_YOUR TASK_. Please select every line in the data below that contains the word "pick", and copy each one in full.

_INFORMATION PROVIDED_.
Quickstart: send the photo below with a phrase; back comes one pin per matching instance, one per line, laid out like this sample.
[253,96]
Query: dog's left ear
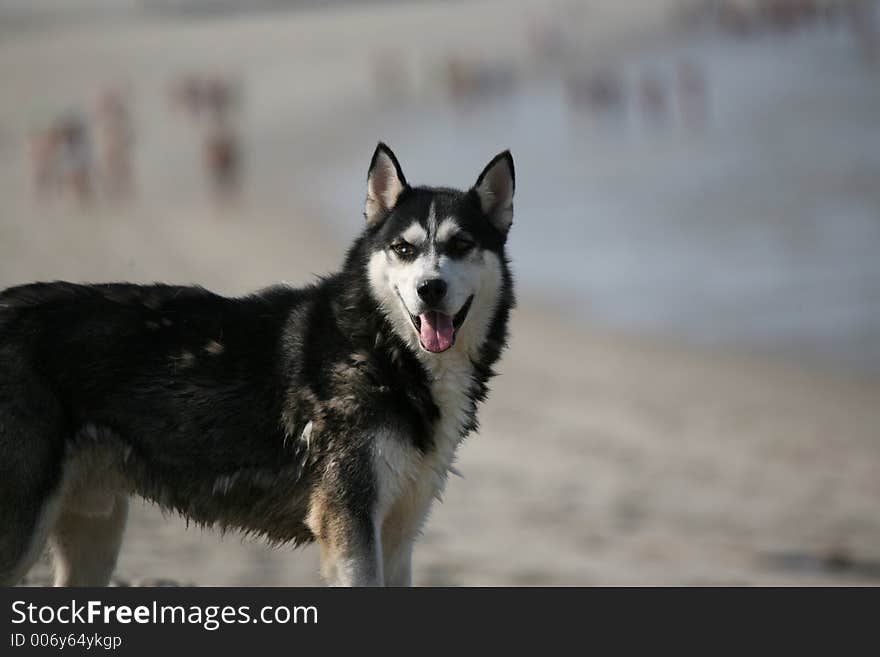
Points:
...
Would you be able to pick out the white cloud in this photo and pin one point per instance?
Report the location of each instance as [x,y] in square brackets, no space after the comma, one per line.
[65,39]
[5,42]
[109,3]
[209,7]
* * *
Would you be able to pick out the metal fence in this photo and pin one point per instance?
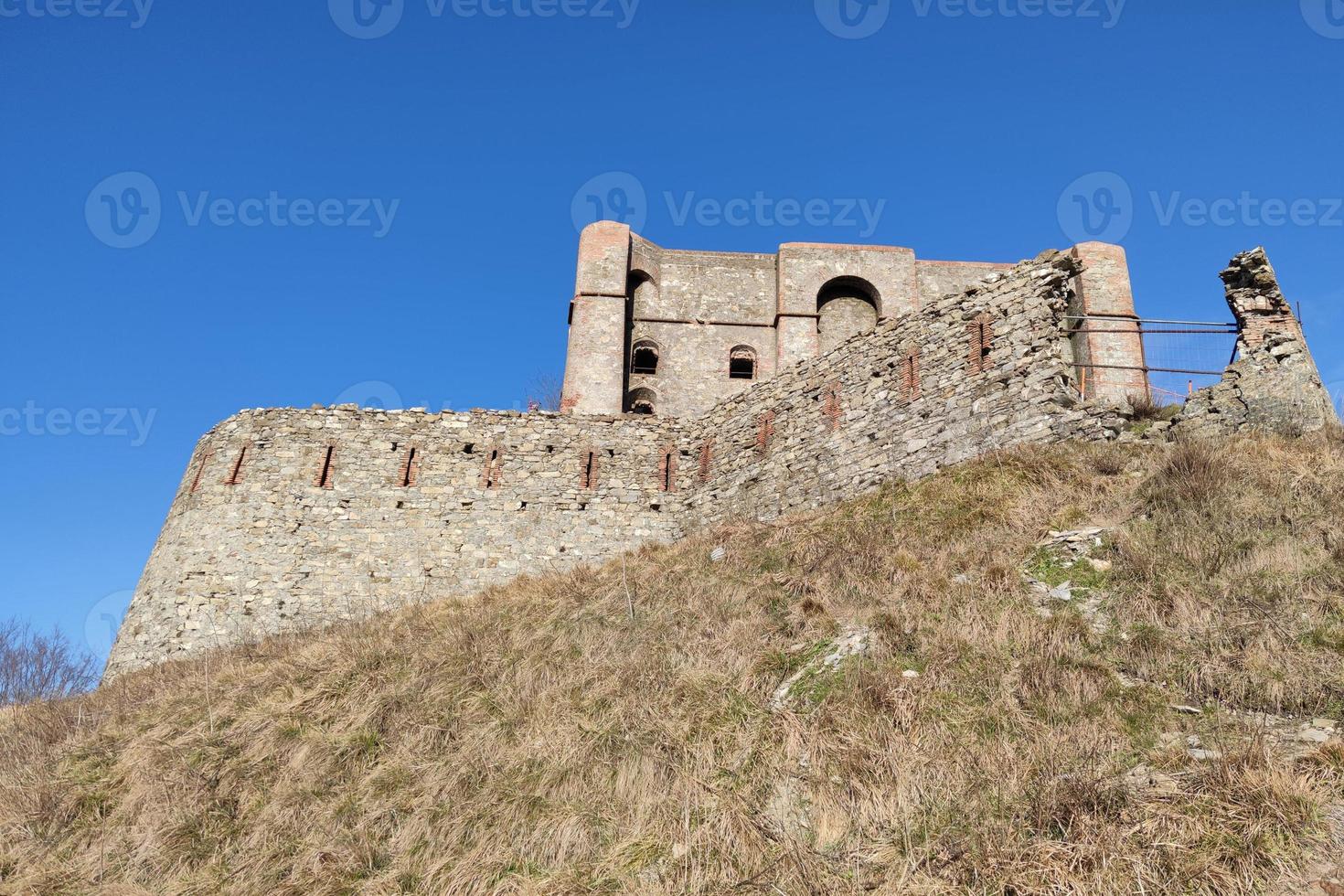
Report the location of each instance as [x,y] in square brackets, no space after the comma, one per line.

_FINAL ANSWER_.
Would you be able to pick out the white cloud in this photo and pin one point per instance?
Would you be able to pick out the metal fence in this photo and pin one point per instance?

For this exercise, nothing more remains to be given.